- [Goal]
All of the data that follows should be retyped exactly, please, except the pictures.

- [Data in this exercise]

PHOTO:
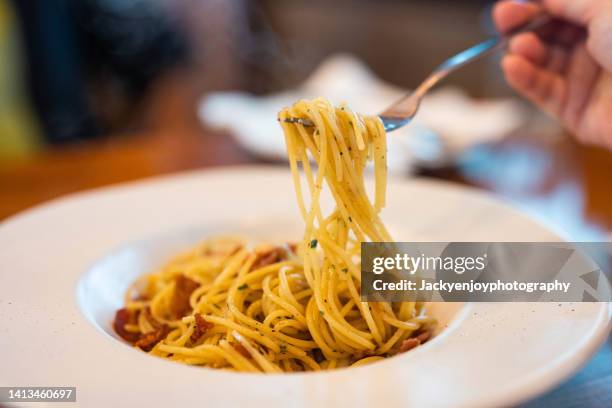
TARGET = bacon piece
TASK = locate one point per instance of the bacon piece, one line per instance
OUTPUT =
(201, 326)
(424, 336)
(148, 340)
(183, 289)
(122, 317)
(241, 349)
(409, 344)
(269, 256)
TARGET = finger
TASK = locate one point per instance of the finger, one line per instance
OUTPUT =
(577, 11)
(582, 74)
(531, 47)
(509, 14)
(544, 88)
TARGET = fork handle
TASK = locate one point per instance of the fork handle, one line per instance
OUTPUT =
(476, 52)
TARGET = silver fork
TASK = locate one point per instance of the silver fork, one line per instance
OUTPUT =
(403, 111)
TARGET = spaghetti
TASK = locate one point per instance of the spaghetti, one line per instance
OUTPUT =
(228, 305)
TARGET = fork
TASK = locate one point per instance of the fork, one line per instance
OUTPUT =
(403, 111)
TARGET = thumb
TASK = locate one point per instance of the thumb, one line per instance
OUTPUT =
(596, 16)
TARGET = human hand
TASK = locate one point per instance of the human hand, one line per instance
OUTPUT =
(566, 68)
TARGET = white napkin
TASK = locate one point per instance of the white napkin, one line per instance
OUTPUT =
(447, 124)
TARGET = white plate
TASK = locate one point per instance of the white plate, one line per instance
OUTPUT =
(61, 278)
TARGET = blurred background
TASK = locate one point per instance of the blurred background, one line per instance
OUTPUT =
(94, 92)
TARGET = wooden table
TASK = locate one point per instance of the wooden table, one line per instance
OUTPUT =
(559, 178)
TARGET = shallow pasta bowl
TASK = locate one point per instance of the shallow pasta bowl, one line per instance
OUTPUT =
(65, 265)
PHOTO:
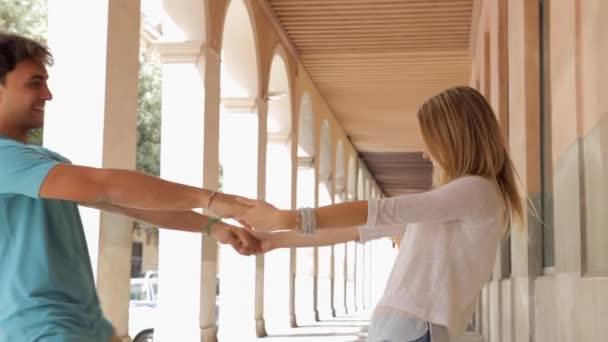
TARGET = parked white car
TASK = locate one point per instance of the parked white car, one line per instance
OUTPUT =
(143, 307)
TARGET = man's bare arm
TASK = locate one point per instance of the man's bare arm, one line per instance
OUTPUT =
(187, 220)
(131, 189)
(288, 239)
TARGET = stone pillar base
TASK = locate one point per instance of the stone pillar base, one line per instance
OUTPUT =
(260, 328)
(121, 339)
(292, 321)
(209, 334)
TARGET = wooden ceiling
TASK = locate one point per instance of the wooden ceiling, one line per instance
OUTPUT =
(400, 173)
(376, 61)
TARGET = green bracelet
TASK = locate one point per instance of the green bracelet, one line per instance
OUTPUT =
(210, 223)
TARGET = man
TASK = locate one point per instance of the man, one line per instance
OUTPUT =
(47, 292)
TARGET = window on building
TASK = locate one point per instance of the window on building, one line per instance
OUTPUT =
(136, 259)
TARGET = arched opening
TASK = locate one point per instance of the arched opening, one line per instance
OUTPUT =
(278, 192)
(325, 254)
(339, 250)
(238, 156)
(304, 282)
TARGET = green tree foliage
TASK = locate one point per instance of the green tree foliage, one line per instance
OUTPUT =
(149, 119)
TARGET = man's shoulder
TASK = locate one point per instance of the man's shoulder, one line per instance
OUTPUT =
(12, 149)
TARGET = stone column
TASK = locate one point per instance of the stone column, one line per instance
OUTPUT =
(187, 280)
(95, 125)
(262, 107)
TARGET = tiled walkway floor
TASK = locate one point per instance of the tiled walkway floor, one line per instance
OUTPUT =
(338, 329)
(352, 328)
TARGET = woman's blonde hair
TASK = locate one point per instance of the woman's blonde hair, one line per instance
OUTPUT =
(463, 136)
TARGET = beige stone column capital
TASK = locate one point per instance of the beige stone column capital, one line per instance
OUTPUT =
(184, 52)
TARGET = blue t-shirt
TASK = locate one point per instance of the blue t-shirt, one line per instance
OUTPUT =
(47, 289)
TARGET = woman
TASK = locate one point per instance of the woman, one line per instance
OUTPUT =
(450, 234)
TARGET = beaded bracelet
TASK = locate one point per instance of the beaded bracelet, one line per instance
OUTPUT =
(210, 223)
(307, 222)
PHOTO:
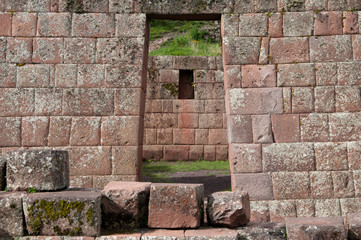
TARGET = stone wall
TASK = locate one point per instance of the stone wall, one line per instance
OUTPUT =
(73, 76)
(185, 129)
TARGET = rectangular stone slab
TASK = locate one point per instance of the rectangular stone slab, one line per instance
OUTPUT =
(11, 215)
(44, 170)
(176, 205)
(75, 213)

- [Response to the task]
PHOTO:
TARGET = bacon piece
TASK = locate one point per instance of the bacon piece, one line per instance
OUTPUT =
(201, 326)
(424, 336)
(148, 340)
(183, 289)
(122, 317)
(241, 349)
(409, 344)
(269, 256)
TARGET = finger
TASK = locate one point per instance of the finger, one line per instance
OUTPUT =
(577, 11)
(582, 74)
(531, 47)
(509, 14)
(544, 88)
TARGET = fork handle
TASK = locate one point per instance of the fork handle, one line per instance
OUTPUT =
(476, 52)
TARGET = silver fork
TASK = locate one point per instance of the silver fork, one line per instance
OUTPUT =
(403, 111)
TARGET = spaghetti
TASK = locate one point per instance of the spaghetti, one line per instance
OUTPUT =
(228, 305)
TARGET = fork
TASK = locate one point per instance of the fork, one line per instance
OUTPUT =
(403, 111)
TARGET = thumb
TASK = locate one point per instance of the thumb, one line per instance
OUTPUT =
(596, 16)
TARGET = human hand
TASK = locate one point per instance of the human hand, one line per instance
OUTPUT =
(566, 68)
TARGET = white napkin
TASK = locate one point per instance of the white napkin, one line per instance
OUTPUT =
(447, 124)
TARGET = white plate
TASK = locate one point per instance of the white plate, one line per instance
OUTPUT =
(61, 278)
TARGET = blurred background
TASK = locate one point per instance of the blurred background, one line per instance
OUTPUT =
(94, 92)
TARGET = wooden table
TASK = locate one point per instance of the wooden table, one line per instance
OUTPUT =
(559, 178)
TARGET = shallow pasta bowl
TASK = locate one point per instance of the shallow pasta bowl, one line per instance
OUTPUT =
(65, 265)
PHOTO:
TARGET = parked white car
TASK = locate one point per instance of the parked white car, one line per instance
OUTPUT =
(143, 307)
TARGET = man's bare arm
TASK = locate one point per instance of the man's bare arm, one line per instance
OUTPUT =
(187, 220)
(131, 189)
(288, 239)
TARGET = stone pillar base
TASK = locate one point per instance of the stone pillar base, one line per instance
OUTPUT =
(260, 328)
(121, 339)
(292, 321)
(209, 334)
TARGET = wooden ceiling
TASK = locate one point per instance of the wooden ceiling, one line per instance
OUTPUT =
(400, 173)
(376, 61)
TARGET = green bracelet
TASK = locate one point per instance of the green bracelet, one line per instance
OUTPUT =
(210, 223)
TARGET = man
TASK = locate one point per instance of the man, one line per instance
OUTPUT =
(47, 292)
TARGET = window on building
TASK = locate one point per instance of the window on building, one line per instance
OUTPUT =
(136, 259)
TARGET = arched opening
TASK = locate one point per instance of the arched opening, one line per instance
OUTPUT =
(278, 192)
(325, 254)
(339, 250)
(238, 156)
(304, 282)
TARGET = green tree foliage
TASK = locate one point per instance of the green tree foliage, one line per instance
OUTPUT =
(149, 119)
TARGET = man's shoulder
TASK = locate one point per instance of the man's shoulder, one line per instance
OUTPUT =
(12, 149)
TARGET = stone column
TASK = locate one point per instance of the stone column, one line per instance
OUTPUT =
(187, 280)
(95, 125)
(262, 107)
TARGET = tiled walkway floor
TASK = locate one point per instance of the tiled walkway floor, one line per instance
OUTPUT =
(338, 329)
(352, 328)
TARGET = woman's blonde hair
TASK = locate one point per instance of the woman's blonde hair, one line per instance
OUTPUT =
(463, 136)
TARGET = beige stone column capital
TASK = locate one point per instance of the beige stone column capital, one line per instance
OUTPUT =
(184, 52)
TARGET = blue t-shirt
TASK = locate one point per instance of the blue t-shirt, one line per instance
OUTPUT =
(47, 289)
TARGET = woman
TASK = locate one point per instance of the woman, one line per instance
OUTPUT =
(450, 234)
TARGET = beaded bracelet
TASK = locate one point per instance of the beaded bracelet, one line per instance
OUTPUT =
(210, 223)
(307, 222)
PHOTO:
TARGET = stone wall
TASK = locate one point per instance of the stone wall, one line per instance
OUTPUT =
(73, 76)
(185, 129)
TARGET = rectangular stone slab
TASK = locate one point per instance of the rectangular stone slab, one line per instance
OUTPUT =
(11, 215)
(44, 170)
(176, 205)
(75, 213)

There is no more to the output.